In the abstract on Rochelle salt-based piezoelectric devices below, which two methods were used to fabricate the nanofiber films?

## GIVEN TEXT
::::::

Rochelle salt-based biodegradable piezoelectric devices for nerve regeneration and intestinal motility monitoring.

Piezoelectric materials provide a unique platform for bioelectronic interfaces, enabling dynamic sensing and electroactive therapies through bidirectional transduction between biomechanical and bioelectrical signals. However, the development of bioresorbable piezoelectric materials that combine high functional performance with mechanical compliance remains a critical challenge for seamless integration with soft biological tissues, while eliminating the need for retrieval surgeries and long-term material retention. Here, we report a bioresorbable, flexible piezoelectric composite composed of Rochelle salt (RS) crystals embedded within poly(L-lactic acid) (PLLA) nanofibers. Fabricated via electrospinning and uniaxial compression, centimeter-scale biodegradable nanofiber films are achieved, exhibiting excellent effective piezoelectric coefficient of 43.1 pC N(-1) and piezoelectric voltage coefficient of 1909.2 mV m N(-1), surpassing the piezoelectric performance of previously reported biodegradable flexible materials. Ultrasound-driven scaffold devices derived from these bioresorbable piezoelectric materials markedly enhance sciatic nerve regeneration in rodents. Additionally, a biodegradable piezoelectric strain sensor enables wireless, real-time monitoring of intestinal motility, facilitating diagnosis of colonic dysfunction. Together, these findings establish a prominent materials paradigm for biodegradable piezoelectric electronics, offering a versatile platform for bioelectronic applications in regenerative medicine, neuromodulation, and physiological monitoring.

::::::

## INFORMATION
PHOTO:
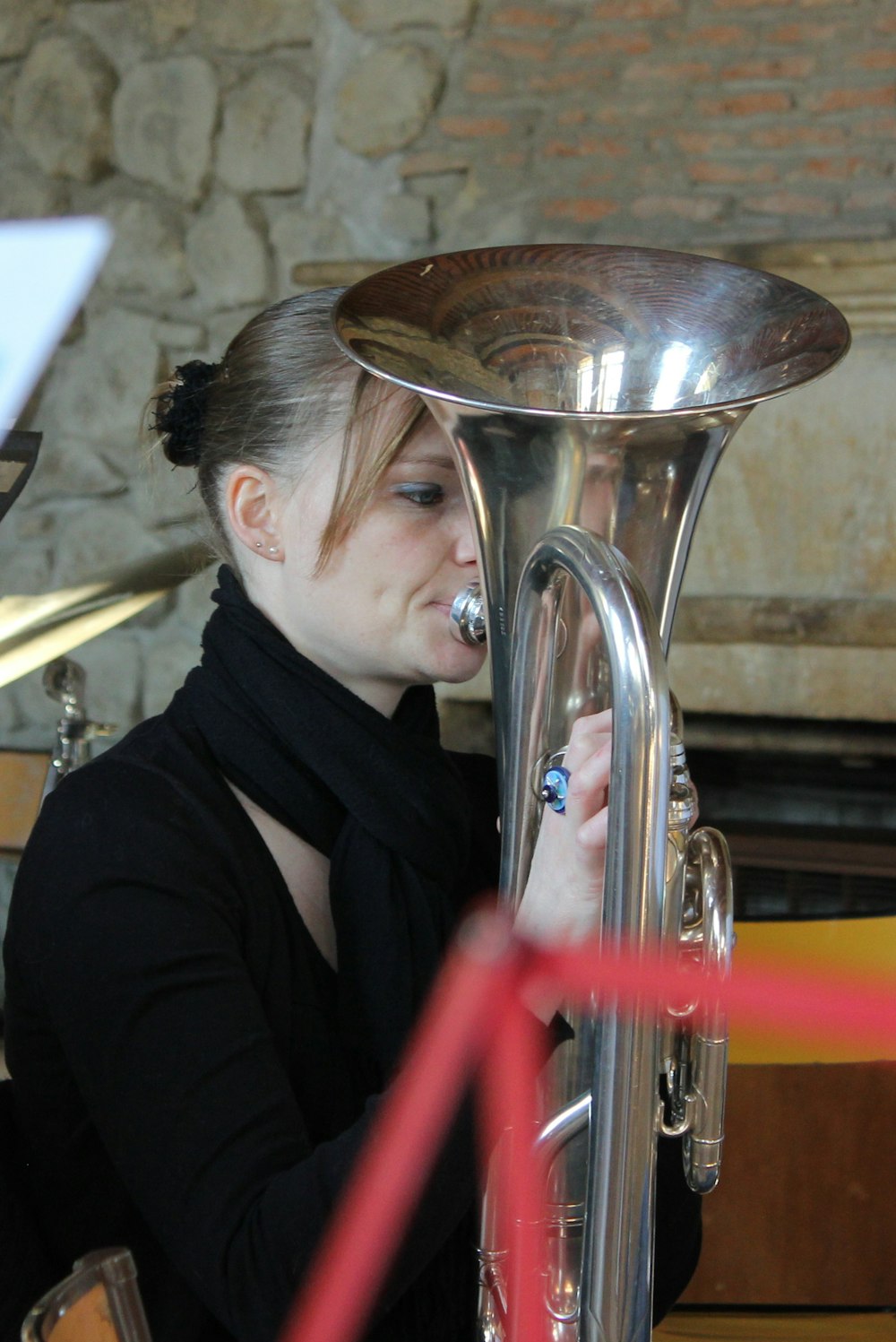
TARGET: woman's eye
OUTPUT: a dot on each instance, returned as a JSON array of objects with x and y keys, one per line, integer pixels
[{"x": 424, "y": 496}]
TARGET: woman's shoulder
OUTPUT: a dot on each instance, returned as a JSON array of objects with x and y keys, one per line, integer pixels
[{"x": 153, "y": 805}]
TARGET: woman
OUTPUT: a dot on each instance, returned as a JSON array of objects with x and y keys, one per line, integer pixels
[{"x": 223, "y": 929}]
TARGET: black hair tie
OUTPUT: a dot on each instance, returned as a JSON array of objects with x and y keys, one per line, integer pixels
[{"x": 181, "y": 410}]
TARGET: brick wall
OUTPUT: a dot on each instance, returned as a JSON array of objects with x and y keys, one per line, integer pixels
[{"x": 231, "y": 143}]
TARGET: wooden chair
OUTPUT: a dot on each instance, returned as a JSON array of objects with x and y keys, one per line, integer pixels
[
  {"x": 804, "y": 1219},
  {"x": 99, "y": 1302}
]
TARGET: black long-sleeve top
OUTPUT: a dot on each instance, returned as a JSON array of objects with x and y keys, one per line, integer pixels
[{"x": 176, "y": 1059}]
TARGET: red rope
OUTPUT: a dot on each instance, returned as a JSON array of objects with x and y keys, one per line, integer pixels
[{"x": 475, "y": 1010}]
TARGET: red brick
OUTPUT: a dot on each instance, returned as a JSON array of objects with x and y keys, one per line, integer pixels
[
  {"x": 834, "y": 168},
  {"x": 788, "y": 203},
  {"x": 636, "y": 10},
  {"x": 483, "y": 82},
  {"x": 731, "y": 173},
  {"x": 802, "y": 34},
  {"x": 874, "y": 61},
  {"x": 590, "y": 148},
  {"x": 520, "y": 16},
  {"x": 879, "y": 127},
  {"x": 717, "y": 35},
  {"x": 780, "y": 67},
  {"x": 750, "y": 4},
  {"x": 746, "y": 105},
  {"x": 848, "y": 100},
  {"x": 580, "y": 211},
  {"x": 474, "y": 127}
]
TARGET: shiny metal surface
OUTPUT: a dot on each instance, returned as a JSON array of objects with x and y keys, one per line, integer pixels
[
  {"x": 588, "y": 394},
  {"x": 586, "y": 384},
  {"x": 34, "y": 629}
]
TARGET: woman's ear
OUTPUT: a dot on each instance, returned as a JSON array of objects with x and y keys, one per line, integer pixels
[{"x": 253, "y": 506}]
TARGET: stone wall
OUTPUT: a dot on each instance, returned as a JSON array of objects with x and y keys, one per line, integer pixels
[{"x": 242, "y": 148}]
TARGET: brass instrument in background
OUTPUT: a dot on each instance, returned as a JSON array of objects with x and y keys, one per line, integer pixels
[{"x": 588, "y": 394}]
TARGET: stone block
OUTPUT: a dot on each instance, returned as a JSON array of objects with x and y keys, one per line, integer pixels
[
  {"x": 263, "y": 134},
  {"x": 116, "y": 29},
  {"x": 29, "y": 195},
  {"x": 19, "y": 23},
  {"x": 408, "y": 218},
  {"x": 386, "y": 100},
  {"x": 299, "y": 237},
  {"x": 169, "y": 19},
  {"x": 164, "y": 117},
  {"x": 62, "y": 108},
  {"x": 148, "y": 251},
  {"x": 72, "y": 469},
  {"x": 104, "y": 536},
  {"x": 164, "y": 496},
  {"x": 256, "y": 24},
  {"x": 375, "y": 16},
  {"x": 99, "y": 389},
  {"x": 227, "y": 255}
]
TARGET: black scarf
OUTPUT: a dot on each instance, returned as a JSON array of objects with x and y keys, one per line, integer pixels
[{"x": 377, "y": 794}]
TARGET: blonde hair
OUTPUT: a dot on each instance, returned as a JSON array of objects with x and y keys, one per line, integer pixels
[{"x": 280, "y": 389}]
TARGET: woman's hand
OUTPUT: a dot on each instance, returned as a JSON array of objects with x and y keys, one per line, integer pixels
[{"x": 564, "y": 888}]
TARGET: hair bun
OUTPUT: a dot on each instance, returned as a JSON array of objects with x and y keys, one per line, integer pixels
[{"x": 180, "y": 411}]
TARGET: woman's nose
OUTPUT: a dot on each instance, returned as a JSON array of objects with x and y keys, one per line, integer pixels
[{"x": 466, "y": 540}]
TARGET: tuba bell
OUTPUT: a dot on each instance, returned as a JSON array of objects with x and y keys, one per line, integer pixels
[{"x": 588, "y": 394}]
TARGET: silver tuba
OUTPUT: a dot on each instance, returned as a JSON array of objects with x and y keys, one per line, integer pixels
[{"x": 588, "y": 392}]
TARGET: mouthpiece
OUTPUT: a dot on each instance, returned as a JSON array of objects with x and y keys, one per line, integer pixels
[{"x": 469, "y": 616}]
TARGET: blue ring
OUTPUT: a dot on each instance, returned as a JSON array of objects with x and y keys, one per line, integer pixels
[{"x": 555, "y": 785}]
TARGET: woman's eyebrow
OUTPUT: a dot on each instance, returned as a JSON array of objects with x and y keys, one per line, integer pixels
[{"x": 439, "y": 459}]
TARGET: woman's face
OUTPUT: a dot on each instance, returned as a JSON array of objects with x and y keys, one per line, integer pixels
[{"x": 377, "y": 615}]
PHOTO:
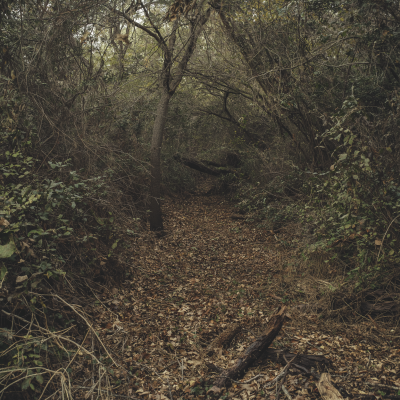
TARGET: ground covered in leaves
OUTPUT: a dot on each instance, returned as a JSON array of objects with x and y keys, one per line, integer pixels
[{"x": 211, "y": 270}]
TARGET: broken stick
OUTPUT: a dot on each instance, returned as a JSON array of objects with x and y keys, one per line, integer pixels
[
  {"x": 326, "y": 389},
  {"x": 251, "y": 354}
]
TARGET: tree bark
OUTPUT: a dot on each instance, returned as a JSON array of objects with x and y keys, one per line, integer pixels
[
  {"x": 251, "y": 354},
  {"x": 156, "y": 221},
  {"x": 326, "y": 389}
]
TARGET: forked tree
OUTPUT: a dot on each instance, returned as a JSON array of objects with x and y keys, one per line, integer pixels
[{"x": 176, "y": 34}]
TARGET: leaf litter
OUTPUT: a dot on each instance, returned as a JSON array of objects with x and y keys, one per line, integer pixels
[{"x": 213, "y": 274}]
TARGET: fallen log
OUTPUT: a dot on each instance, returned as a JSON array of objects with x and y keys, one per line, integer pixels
[
  {"x": 283, "y": 356},
  {"x": 251, "y": 354},
  {"x": 200, "y": 166},
  {"x": 326, "y": 389}
]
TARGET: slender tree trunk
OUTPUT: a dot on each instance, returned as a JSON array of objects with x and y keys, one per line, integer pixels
[{"x": 156, "y": 222}]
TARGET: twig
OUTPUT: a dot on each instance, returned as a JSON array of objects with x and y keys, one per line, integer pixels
[
  {"x": 285, "y": 372},
  {"x": 51, "y": 334},
  {"x": 87, "y": 322},
  {"x": 383, "y": 386},
  {"x": 383, "y": 238},
  {"x": 106, "y": 391},
  {"x": 170, "y": 393},
  {"x": 284, "y": 390}
]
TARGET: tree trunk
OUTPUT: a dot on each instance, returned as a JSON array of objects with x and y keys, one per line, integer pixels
[{"x": 156, "y": 222}]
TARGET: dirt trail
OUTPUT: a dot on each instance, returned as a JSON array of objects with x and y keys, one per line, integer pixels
[{"x": 208, "y": 272}]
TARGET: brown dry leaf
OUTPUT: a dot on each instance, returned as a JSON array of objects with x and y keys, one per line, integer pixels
[
  {"x": 21, "y": 278},
  {"x": 122, "y": 38}
]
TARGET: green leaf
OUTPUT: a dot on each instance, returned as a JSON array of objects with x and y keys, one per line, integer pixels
[
  {"x": 25, "y": 384},
  {"x": 8, "y": 249},
  {"x": 3, "y": 271}
]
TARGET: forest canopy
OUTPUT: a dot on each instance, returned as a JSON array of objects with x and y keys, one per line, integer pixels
[{"x": 291, "y": 108}]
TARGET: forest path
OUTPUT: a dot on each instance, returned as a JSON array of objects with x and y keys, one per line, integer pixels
[{"x": 187, "y": 287}]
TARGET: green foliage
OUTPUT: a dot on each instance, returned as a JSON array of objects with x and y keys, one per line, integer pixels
[
  {"x": 38, "y": 211},
  {"x": 358, "y": 200}
]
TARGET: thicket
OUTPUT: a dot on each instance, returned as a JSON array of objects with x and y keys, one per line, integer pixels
[{"x": 304, "y": 94}]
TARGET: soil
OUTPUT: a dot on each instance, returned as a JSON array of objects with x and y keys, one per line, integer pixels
[{"x": 213, "y": 270}]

::::::

## TASK ANSWER
Electrospinning and uniaxial compression.